Continue the article about Karl Jones and his charity boxing match, starting after its final sentence.

* Extracted text:

········

A TYSON Fury fan who tried to kill himself but was “saved” after being inspired by the boxer’s battle against depression is following in his hero’s footsteps by stepping into the ring for a charity boxing match.

Karl Jones turned to boxing after seeking help for the mental illness which had “robbed him of his character” and made him attempt to take his own life in August last year.

The 32 year old sign-maker revealed the sport has helped transform his life and is now what “keeps him going”.

Karl watched a video of Fury talking about depression and made the decision to start boxing again after quitting the sport he first took up as a 14 year old. He had to “force himself” to go to the initial training session, but later said it was the first time he had enjoyed himself in months.

The Northern Echo:

Karl, from Pensbury Street, Darlington, said depression had been creeping into his life for three years, but first realised something wasn’t right in June last year when he simply “stopped feeling like myself”.

He sought help from a mental health centre and began a course of anti-depressants, but before they had time to start working properly he made an attempt to take his own life.

However, Karl said he instantly regretted the decision and was able to save himself. Three months later, after treatment in hospital, he watched the interview with his boxing hero Fury, 30, in which the star talked about his own battle with depression.

Inspired by the video, Karl decided he needed to make a positive change to his life and signed up for an Ultra White Collar Boxing event.

Participants are given the opportunity to take part eight weeks of free professional boxing training before a showcase event in front of hundreds of spectators.

········

Stored dataset records:
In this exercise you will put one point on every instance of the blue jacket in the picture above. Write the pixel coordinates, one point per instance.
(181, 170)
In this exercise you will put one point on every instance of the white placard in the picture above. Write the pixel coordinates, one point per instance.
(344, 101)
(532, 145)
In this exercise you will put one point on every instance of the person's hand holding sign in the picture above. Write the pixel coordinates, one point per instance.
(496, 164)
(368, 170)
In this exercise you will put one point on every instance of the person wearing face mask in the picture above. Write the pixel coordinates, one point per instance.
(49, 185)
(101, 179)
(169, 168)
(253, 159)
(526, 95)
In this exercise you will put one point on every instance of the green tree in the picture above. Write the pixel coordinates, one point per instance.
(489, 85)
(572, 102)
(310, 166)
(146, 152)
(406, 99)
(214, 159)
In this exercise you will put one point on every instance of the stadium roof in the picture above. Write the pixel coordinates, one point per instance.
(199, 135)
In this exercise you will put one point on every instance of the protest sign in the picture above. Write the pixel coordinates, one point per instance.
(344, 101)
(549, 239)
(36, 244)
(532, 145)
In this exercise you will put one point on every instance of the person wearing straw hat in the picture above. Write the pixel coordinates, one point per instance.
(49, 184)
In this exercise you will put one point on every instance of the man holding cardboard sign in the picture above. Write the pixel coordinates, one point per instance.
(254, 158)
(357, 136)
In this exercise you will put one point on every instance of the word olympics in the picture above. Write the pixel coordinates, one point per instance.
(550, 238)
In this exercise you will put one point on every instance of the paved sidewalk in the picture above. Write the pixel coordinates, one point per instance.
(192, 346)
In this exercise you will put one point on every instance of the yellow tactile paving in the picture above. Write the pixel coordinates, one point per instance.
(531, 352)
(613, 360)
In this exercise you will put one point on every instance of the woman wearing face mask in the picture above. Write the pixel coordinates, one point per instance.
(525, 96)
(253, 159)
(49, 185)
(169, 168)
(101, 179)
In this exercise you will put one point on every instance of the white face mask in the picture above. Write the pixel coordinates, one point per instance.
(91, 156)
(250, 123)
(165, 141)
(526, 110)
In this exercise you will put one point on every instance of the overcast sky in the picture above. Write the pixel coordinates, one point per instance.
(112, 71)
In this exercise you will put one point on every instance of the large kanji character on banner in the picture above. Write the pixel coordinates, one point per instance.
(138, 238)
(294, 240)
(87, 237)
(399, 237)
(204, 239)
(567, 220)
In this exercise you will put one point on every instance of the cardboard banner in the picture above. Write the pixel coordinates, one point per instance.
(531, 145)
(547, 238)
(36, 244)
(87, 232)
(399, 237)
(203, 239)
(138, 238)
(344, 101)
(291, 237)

········

* Your response:
Those taking part are asked to sell ten tickets for the show and raise at least £50 for Cancer Research UK.

So far Ultra Events – the company behind the event – has raised a staggering £17m for Cancer Research UK. In Darlington alone people have raised more than £65,000 for the charity by taking part in boxing events organised by Ultra.

Karl said: “I didn’t want to die, it was the pain and suffering inside that I wanted to get rid of.

“I lived alone, which didn’t help. It had been creeping up on me for years, but in June last year I knew something was wrong.

“I went to hospital, and I told them I didn’t want life anymore. I had lost my character, I didn’t feel like myself.

“At the time, I didn’t believe in depression. Now, I wouldn’t wish it on anyone. It’s a cancer to the mind, and it takes lives.

“I’d self harm, I’d be at work and I’d start crying for no reason.”

Now, Karl plans to walk into the ring to the song Freed From Desire by Gala, not just because he loves the song, but because it is the same as entrance music used by Fury, who he feels a connection to.

Karl’s training in a group of 40 for two two-hour sessions per week at Hanuman gym in Downton, near Darlington. He said: “Tyson Fury is my number one favourite boxer, and it feels like I’m living the same life as him.

“He was world champion, but initially when he got back into boxing, it was his last fight.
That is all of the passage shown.